• RECORD EXTRACTS:
=== Begin Enclosure ===

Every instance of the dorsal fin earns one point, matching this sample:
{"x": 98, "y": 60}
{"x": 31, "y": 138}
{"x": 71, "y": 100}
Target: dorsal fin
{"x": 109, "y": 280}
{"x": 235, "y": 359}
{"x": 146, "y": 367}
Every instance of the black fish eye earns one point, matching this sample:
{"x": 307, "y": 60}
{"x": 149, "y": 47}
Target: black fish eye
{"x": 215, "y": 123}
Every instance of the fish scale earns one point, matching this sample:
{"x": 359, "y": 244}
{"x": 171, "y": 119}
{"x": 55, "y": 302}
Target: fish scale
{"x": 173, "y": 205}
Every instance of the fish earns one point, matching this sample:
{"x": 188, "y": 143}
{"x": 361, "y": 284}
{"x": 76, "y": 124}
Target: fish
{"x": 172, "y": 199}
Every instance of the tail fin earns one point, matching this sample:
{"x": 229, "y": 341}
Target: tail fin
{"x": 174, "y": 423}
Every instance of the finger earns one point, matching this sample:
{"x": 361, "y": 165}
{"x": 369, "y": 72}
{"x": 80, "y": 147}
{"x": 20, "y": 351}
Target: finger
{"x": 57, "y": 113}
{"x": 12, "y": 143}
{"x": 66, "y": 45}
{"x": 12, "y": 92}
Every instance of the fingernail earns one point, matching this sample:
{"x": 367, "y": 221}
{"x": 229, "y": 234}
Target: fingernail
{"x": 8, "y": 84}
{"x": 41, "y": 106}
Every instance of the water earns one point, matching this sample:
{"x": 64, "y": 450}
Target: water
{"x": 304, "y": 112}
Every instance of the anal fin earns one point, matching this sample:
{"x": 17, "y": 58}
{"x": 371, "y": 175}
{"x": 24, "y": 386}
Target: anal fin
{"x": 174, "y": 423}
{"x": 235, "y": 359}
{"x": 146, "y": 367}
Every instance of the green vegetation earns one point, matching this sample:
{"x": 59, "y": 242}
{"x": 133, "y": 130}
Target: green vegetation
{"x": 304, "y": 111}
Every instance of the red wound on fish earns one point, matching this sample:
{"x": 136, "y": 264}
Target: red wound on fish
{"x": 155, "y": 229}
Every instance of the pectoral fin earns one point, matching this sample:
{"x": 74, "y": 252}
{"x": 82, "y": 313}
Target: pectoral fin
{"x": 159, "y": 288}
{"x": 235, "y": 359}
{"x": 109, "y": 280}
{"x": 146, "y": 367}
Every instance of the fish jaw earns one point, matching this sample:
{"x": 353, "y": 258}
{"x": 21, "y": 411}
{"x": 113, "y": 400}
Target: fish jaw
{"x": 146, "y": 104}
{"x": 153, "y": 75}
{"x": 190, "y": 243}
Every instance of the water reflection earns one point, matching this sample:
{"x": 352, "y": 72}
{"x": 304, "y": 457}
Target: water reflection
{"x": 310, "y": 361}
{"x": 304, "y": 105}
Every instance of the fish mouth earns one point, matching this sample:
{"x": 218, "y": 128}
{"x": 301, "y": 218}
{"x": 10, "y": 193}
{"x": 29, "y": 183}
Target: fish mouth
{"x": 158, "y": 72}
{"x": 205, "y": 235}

=== End Enclosure ===

• EXERCISE GOAL:
Give the material above again in its entirety, exactly as it appears.

• RESULT:
Every instance of the dorsal fin earns one point, matching this sample:
{"x": 98, "y": 60}
{"x": 31, "y": 138}
{"x": 71, "y": 100}
Target: dorsal fin
{"x": 109, "y": 280}
{"x": 235, "y": 359}
{"x": 146, "y": 367}
Every instance of the black fish eye earns one point, matching this sample:
{"x": 307, "y": 60}
{"x": 149, "y": 47}
Target: black fish eye
{"x": 215, "y": 123}
Every instance of the fish scale earns one point, matching this sample:
{"x": 359, "y": 244}
{"x": 171, "y": 119}
{"x": 55, "y": 302}
Target: fish scale
{"x": 173, "y": 205}
Every instance of the fish earns one point, matching this sample:
{"x": 188, "y": 143}
{"x": 361, "y": 284}
{"x": 76, "y": 124}
Target: fish
{"x": 172, "y": 199}
Every instance of the tail fin earns one point, matching this sample:
{"x": 229, "y": 341}
Target: tail fin
{"x": 174, "y": 423}
Every instance of the finger earns one point, matching this sample:
{"x": 361, "y": 165}
{"x": 369, "y": 72}
{"x": 80, "y": 147}
{"x": 20, "y": 351}
Target: finger
{"x": 57, "y": 113}
{"x": 12, "y": 143}
{"x": 66, "y": 45}
{"x": 12, "y": 92}
Every instance of the fingernail earns one point, matching this sample:
{"x": 367, "y": 221}
{"x": 229, "y": 234}
Target: fingernail
{"x": 8, "y": 84}
{"x": 41, "y": 106}
Every instance of the water earns one point, matching this sample:
{"x": 64, "y": 450}
Target: water
{"x": 304, "y": 112}
Every instance of the anal fin earns one point, matching this sample:
{"x": 17, "y": 58}
{"x": 371, "y": 175}
{"x": 24, "y": 386}
Target: anal fin
{"x": 174, "y": 423}
{"x": 235, "y": 359}
{"x": 146, "y": 367}
Every instance of the green vegetation earns one point, matching this sample:
{"x": 59, "y": 242}
{"x": 133, "y": 130}
Target: green vegetation
{"x": 304, "y": 111}
Every instance of the red wound on fish earns one point, matching this sample:
{"x": 136, "y": 264}
Target: red wound on fish
{"x": 155, "y": 229}
Every instance of the pectoral fin earns one point, matching this sample:
{"x": 74, "y": 252}
{"x": 82, "y": 313}
Target: pectoral fin
{"x": 159, "y": 288}
{"x": 235, "y": 359}
{"x": 109, "y": 280}
{"x": 146, "y": 367}
Every instance of the fish jaw earns one point, matching this sample:
{"x": 353, "y": 258}
{"x": 21, "y": 411}
{"x": 113, "y": 400}
Target: fish jaw
{"x": 146, "y": 104}
{"x": 153, "y": 75}
{"x": 190, "y": 243}
Every instance of the water reflection earns one point, matching this sample:
{"x": 352, "y": 72}
{"x": 304, "y": 457}
Target: water reflection
{"x": 310, "y": 361}
{"x": 304, "y": 105}
Every instance of the fish mouth earns one point, matching this sample:
{"x": 218, "y": 128}
{"x": 301, "y": 218}
{"x": 10, "y": 193}
{"x": 29, "y": 183}
Target: fish mouth
{"x": 158, "y": 72}
{"x": 205, "y": 235}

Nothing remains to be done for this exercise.